# [EXERCISE REQUIREMENTS]
Your task is to copy the listing exactly. Drop any pictures from the copy.

# [DATA FOR THIS EXERCISE]
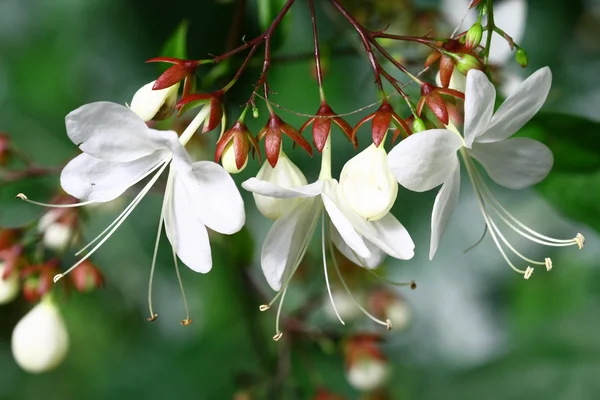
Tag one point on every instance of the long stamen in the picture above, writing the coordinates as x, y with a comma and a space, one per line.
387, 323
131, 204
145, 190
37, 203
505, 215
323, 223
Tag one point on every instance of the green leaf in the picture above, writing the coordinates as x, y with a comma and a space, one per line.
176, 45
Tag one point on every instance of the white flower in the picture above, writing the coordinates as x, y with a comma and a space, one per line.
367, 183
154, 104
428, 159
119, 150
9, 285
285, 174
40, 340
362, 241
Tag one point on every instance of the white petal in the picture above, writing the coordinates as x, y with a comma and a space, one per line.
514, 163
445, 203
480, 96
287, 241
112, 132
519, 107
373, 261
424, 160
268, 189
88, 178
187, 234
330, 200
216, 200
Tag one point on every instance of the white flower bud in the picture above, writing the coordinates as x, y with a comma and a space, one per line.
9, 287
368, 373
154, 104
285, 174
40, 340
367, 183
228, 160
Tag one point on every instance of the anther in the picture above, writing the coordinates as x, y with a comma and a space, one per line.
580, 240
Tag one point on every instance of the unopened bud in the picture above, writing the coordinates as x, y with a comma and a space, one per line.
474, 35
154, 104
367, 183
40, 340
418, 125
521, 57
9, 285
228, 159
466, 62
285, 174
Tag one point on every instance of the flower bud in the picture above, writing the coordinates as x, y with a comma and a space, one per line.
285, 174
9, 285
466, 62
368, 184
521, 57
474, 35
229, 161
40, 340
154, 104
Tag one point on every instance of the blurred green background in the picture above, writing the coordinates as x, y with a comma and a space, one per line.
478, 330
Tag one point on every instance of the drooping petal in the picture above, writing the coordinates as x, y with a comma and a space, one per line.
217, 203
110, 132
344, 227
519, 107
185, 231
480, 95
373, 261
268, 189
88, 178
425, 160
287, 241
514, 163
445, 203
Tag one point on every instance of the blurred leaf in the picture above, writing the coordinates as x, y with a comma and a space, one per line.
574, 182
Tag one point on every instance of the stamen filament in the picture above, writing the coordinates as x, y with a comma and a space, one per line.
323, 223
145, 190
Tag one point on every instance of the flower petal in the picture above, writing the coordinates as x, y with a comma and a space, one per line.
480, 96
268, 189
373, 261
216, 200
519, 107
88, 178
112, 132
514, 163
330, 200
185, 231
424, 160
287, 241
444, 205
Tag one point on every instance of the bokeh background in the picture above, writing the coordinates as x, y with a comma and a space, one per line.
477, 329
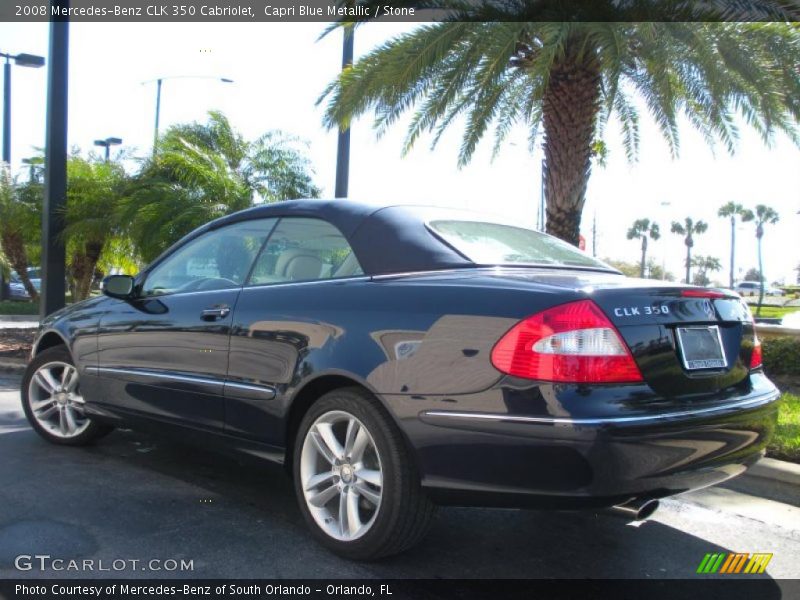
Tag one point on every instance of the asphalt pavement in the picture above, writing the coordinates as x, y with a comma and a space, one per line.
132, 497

# [RESPONSE]
Tag one point on every instance of the long stamen in the picture above, writing the coordinates as x, y with a comma and a space, one per line.
387, 323
131, 204
145, 190
37, 203
505, 215
323, 223
Tag one point on every instance of the green leaf in the picture above, writing the coordinates as x, y with a comma and a space, one per line.
176, 45
Tag one point on every instance of the white flower in the picture above, writing the coordinates as x, y with a comma and a space, one per line.
367, 183
154, 104
428, 159
119, 150
9, 285
285, 174
40, 340
362, 241
Tag one point on every instance of the white petal in the picture above, writing the coordinates as x, y with a comma and a space, one per line.
514, 163
445, 203
480, 96
287, 241
112, 132
519, 107
373, 261
424, 160
268, 189
88, 178
187, 234
330, 200
216, 200
Tag one point on every instance of the white flower bud in the picture above, writing the coordinates as x, y with a comma and a space, one per line.
9, 287
368, 373
154, 104
285, 174
40, 340
367, 183
228, 160
Tag one point on every instance of the anther in the picture above, writing the coordinates as x, y with a comma and a space, one per line.
580, 240
Tag one point on every instance of the unopened bud in the picture above, writing the coordinates as x, y with a comma and a space, one per line.
474, 35
154, 104
367, 183
40, 340
418, 125
521, 57
9, 285
228, 159
466, 62
285, 174
Tag one point on every instance of the flower bud in the picture above, writing the coordinates as x, y with a comma and a space, one per line.
285, 174
9, 285
466, 62
368, 184
521, 57
474, 35
229, 161
40, 340
154, 104
Tag one point on every instance of the blurred green background in the picture above, writing the coordinates as x, y with a comma and a space, one per line.
478, 330
Tag one point on every instance of the drooping petal in the picture above, writing the coordinates as x, y with a comma and a space, one per line.
217, 203
110, 132
344, 227
519, 107
185, 231
480, 95
373, 261
268, 189
88, 178
425, 160
287, 241
514, 163
445, 203
Tag one point on every instance of the blurred leaf in the picture above, writing the coordinates as x, y with a comma and a space, one per line.
574, 182
Tag one point on every instance of the stamen filament in the picture above, writing the coordinates as x, y with a comma and a space, one per line.
323, 223
145, 190
Tag one point on every instance of the flower petal in the picture above, writing the coordinates as x, y with a comma and a space, one per line.
480, 96
268, 189
373, 261
216, 200
519, 107
88, 178
112, 132
514, 163
330, 200
185, 231
424, 160
287, 241
444, 205
Tag one point on every instance of the bokeh background in the picture above, writing the coordinates as x, y with a comma and a space, one per line.
477, 329
Tag one point on every instance of the asphalt pavement in the picture above, writing the coordinates as x, y with a comma and a space, one per line.
132, 497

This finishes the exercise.